#### Text for analysis:
▼

Biodiversity of endophytic fungi of Pinus spp. from various geographic areas has been investigated, but those dominant in L. kaempferi and J. rigida were reported in only one or two areas; therefore, further studies need to show the detailed distribution of endophytic fungi biodiversity [37, 39, 41].
Until now, endophytic fungi of conifers in Korea were divided into 6 classes, 21 orders, 34 families, 52 genera, and 80 taxa. Based on extensive examination of literature, we believe that constant monitoring of endophytic fungi is better than a brief unrecorded species survey. This method will enable us to understand dominant or characteristic species of endophytic fungi community. The data shown here are a beginning toward elucidating the biodiversity of endophytic fungi. Further efforts are required to understand the co-evolution and ecological function of endophytic fungi.
Furthermore, it is necessary to investigate the biodiversity of endophytic fungi to better understand the distribution of all host plants, at least in Korea; this will help clarify the history of co-evolution of endophytic fungi and host plants. Current research on the biodiversity of endophytic fungi depends on traditional methods such as isolation and identification, so we cannot confirm the results of biodiversity and the dominant species of each host plant. Therefore, we will endeavor to develop new and practical tools for understanding the biodiversity of endophytic fungi in host plants.

▲

#### Extracted entries:
▼

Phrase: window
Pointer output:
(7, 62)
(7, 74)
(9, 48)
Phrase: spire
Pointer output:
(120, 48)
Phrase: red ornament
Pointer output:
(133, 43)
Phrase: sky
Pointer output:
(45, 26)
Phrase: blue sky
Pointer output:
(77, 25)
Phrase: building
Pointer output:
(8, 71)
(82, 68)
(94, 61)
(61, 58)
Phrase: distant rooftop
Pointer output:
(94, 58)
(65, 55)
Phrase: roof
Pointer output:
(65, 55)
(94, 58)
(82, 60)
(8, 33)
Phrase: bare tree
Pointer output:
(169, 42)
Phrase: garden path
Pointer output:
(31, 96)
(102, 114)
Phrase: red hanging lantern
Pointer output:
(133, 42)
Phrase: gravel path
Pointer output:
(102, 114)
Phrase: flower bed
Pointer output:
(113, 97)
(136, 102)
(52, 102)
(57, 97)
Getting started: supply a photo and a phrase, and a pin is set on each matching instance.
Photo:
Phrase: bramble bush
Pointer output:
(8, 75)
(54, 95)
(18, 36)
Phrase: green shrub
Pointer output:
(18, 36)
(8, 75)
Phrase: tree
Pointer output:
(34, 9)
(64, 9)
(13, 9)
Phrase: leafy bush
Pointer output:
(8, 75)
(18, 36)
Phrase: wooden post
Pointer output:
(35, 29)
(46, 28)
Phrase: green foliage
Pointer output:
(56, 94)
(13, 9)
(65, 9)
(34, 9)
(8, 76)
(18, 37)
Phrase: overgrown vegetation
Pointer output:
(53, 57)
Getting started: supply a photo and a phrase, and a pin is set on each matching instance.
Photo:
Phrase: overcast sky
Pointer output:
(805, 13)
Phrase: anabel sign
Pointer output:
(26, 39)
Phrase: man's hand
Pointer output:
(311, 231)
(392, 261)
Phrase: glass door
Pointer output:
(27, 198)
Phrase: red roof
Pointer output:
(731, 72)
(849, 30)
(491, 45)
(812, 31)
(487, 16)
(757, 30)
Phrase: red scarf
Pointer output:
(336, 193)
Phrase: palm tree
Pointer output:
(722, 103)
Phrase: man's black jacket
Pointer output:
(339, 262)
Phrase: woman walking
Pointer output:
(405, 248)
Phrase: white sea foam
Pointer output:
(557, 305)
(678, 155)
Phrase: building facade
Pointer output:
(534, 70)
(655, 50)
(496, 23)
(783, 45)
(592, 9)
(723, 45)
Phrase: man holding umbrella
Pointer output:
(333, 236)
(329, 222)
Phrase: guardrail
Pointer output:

▲
▼

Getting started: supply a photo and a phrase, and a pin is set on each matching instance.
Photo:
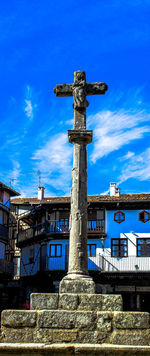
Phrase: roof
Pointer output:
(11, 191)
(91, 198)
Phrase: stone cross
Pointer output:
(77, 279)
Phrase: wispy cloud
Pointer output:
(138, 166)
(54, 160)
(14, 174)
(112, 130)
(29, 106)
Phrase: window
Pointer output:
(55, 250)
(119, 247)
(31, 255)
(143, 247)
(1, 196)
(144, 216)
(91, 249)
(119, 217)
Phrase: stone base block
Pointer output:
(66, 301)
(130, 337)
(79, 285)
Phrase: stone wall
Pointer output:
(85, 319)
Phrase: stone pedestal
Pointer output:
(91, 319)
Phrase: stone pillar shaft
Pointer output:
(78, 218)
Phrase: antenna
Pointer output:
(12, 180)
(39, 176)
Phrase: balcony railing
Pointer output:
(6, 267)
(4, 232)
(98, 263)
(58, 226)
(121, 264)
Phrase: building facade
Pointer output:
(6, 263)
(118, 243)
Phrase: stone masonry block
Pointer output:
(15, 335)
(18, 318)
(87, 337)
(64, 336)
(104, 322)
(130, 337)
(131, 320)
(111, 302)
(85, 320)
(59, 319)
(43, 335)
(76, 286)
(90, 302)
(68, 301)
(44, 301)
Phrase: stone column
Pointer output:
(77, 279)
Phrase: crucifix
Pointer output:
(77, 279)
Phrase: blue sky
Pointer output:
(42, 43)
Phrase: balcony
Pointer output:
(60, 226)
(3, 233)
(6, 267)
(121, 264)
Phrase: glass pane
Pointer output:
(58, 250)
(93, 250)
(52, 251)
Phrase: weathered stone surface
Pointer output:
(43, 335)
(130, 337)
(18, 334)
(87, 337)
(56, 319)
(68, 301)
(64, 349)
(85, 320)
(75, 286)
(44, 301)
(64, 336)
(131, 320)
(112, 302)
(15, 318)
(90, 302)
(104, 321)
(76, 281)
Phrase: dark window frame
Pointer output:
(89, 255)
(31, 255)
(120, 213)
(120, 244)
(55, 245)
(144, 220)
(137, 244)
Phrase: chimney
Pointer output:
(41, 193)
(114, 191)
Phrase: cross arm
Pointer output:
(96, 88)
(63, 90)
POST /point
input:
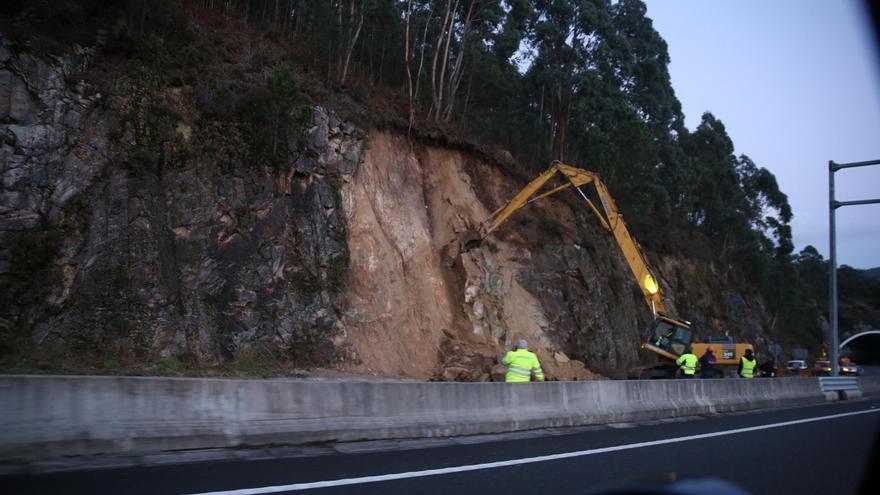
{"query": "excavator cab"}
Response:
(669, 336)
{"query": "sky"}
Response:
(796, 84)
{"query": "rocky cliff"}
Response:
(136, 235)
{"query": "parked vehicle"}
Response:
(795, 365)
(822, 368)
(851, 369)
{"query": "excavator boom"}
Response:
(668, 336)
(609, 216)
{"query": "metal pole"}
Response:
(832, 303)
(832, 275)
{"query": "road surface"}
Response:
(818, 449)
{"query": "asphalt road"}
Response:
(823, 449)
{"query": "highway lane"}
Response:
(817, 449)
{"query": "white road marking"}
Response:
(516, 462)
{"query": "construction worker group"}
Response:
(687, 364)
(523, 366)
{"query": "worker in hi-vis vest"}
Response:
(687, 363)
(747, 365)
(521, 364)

▲
▼

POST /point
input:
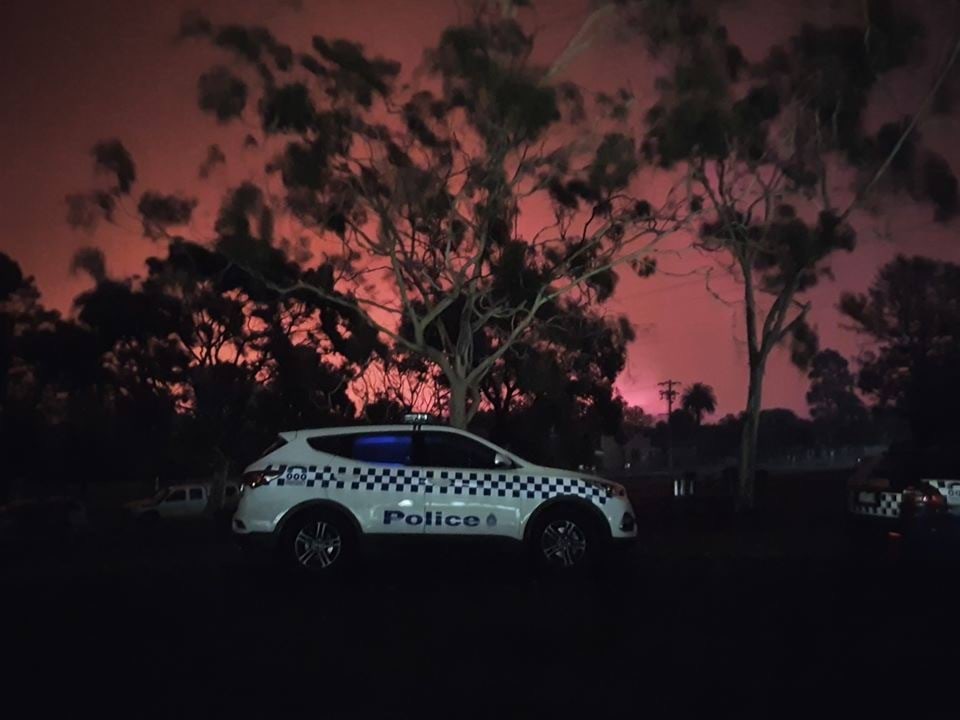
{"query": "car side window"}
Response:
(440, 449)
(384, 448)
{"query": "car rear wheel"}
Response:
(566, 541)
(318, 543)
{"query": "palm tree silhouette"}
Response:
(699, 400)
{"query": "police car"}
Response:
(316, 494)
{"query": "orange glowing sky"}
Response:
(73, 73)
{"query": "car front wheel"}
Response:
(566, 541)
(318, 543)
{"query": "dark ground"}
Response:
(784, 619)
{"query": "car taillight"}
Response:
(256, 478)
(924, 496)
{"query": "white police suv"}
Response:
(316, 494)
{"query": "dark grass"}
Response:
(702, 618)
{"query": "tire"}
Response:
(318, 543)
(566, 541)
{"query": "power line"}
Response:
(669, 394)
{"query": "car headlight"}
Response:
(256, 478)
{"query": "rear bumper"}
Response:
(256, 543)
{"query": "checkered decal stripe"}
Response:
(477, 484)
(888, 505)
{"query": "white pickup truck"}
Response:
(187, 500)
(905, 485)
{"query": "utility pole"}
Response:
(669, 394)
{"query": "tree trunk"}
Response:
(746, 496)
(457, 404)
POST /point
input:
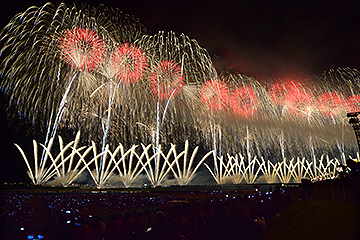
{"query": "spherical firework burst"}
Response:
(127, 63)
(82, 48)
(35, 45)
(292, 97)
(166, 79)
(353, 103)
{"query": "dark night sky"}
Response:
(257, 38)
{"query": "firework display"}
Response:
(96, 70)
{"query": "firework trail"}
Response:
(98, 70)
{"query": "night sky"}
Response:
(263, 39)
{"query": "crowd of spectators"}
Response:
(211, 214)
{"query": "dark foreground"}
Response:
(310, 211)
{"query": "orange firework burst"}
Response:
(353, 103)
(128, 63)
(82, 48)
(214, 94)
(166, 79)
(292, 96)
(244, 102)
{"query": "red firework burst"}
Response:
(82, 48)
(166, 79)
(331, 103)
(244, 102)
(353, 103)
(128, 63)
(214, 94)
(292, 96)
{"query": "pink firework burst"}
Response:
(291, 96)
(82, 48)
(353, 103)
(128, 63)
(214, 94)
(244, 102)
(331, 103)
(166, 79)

▲

#### Problems and tasks:
- 1) According to the text on endophytic fungi of conifers, why do the authors plan to develop new and practical tools for studying endophytic fungi biodiversity? Answer in one to three sentences.
- 2) Write one more paragraph that carries the text on endophytic fungi of conifers forward from its final sentence.

#### Exercise responses:
- 1) Current research on endophytic fungi biodiversity relies on traditional methods such as isolation and identification. With those methods alone, the authors cannot confirm the biodiversity results or the dominant species of each host plant.

- 2)
CONCLUSION
Research on the biodiversity of endophytic fungi is at initial stages. Little is known of the characteristics, distribution, and evolutionary mechanisms of endophytic fungi. In particular, endophytic fungi that share a history of co-evolution with coniferous trees have their own ecological niche; therefore, we will need to study coniferous trees and their endophytic fungi simultaneously in terms of climate change and deforestation. In addition to the recent approaches of study using both macroscopic and microscopic tools, elucidation of biodiversity based on ecological principles must be the primary goal. Scientific findings on endophytic fungi should be well balanced from different perspectives and should enable us to have deeper insights into their ecology and evolution.